*Try it:*
In the entries that follow, find the line containing "Query: dirt lot"; from there, copy every line exactly through the line containing "compact form (215,181).".

-=-=-=-=-

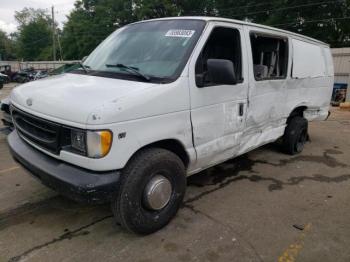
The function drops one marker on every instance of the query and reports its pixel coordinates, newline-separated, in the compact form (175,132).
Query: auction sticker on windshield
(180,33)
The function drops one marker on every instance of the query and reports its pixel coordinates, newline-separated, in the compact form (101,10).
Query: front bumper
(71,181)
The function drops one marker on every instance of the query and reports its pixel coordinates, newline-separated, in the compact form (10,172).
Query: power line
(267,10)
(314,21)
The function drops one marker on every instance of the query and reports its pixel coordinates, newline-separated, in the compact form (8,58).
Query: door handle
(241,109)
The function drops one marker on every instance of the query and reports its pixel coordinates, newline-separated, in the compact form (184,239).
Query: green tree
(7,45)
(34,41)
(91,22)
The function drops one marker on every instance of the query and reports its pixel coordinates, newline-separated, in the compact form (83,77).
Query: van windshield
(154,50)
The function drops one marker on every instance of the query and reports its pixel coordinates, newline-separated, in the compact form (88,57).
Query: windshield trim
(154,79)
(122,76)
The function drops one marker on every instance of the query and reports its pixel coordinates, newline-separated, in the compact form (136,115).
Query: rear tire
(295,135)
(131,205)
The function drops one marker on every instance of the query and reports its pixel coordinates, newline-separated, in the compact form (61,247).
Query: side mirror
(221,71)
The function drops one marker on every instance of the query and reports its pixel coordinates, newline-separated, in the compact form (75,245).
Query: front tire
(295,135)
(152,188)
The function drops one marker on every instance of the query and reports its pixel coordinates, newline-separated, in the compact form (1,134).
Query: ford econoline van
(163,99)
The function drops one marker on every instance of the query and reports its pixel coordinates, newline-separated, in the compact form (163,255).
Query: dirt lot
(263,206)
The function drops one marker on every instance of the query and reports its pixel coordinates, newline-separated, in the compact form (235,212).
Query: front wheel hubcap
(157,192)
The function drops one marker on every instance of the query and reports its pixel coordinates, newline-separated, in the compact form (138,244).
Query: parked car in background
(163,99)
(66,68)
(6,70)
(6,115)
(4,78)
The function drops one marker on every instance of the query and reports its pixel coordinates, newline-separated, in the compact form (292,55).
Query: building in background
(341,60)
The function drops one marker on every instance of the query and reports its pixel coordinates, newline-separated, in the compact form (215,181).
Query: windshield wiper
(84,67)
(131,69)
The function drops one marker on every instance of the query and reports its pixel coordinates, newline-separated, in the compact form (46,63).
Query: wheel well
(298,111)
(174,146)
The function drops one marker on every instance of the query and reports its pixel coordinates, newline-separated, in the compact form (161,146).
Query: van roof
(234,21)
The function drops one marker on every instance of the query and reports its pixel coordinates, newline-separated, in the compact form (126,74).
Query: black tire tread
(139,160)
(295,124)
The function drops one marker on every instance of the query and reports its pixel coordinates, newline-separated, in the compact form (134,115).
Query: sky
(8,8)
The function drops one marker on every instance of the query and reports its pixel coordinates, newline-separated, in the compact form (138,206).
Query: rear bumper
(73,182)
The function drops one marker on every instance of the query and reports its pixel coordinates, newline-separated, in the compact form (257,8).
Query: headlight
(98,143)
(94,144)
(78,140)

-=-=-=-=-

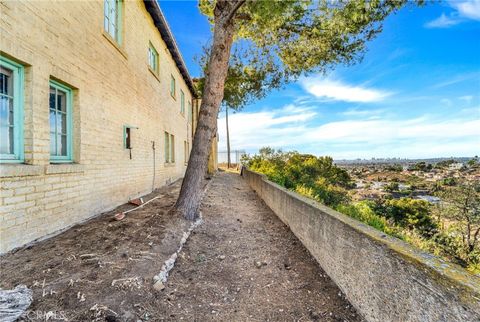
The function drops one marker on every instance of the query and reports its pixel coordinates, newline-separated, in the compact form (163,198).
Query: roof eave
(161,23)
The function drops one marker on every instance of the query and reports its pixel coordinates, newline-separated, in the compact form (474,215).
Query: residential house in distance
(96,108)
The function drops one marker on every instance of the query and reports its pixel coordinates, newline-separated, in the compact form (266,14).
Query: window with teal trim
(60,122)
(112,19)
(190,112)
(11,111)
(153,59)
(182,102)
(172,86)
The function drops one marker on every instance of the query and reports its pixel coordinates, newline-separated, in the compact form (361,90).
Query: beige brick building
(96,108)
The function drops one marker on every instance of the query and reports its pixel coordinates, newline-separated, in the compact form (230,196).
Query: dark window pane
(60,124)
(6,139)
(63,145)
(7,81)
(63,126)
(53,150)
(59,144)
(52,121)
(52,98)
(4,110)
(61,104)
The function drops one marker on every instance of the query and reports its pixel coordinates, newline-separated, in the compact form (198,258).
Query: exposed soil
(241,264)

-=-=-=-=-

*Exercise solution:*
Query: dirt lot
(263,206)
The function drops one marker on every instance of the query and reports its pixel coordinates, newline-separated, in the compact form (235,212).
Query: front wheel hubcap
(157,192)
The function drops one marker on every instance of the query and reports its pixel coordinates, newline-separated, in the compact form (138,244).
Query: parked car in background
(163,99)
(66,68)
(6,70)
(6,115)
(4,78)
The function drops one marker on every instance of the query and reports its pixel coordinates, newline-separated, in the compact form (292,55).
Query: building in background
(341,60)
The function drops one marker on every instance of the query and reports its pixel coordinates, newline-separated, in the compact form (215,181).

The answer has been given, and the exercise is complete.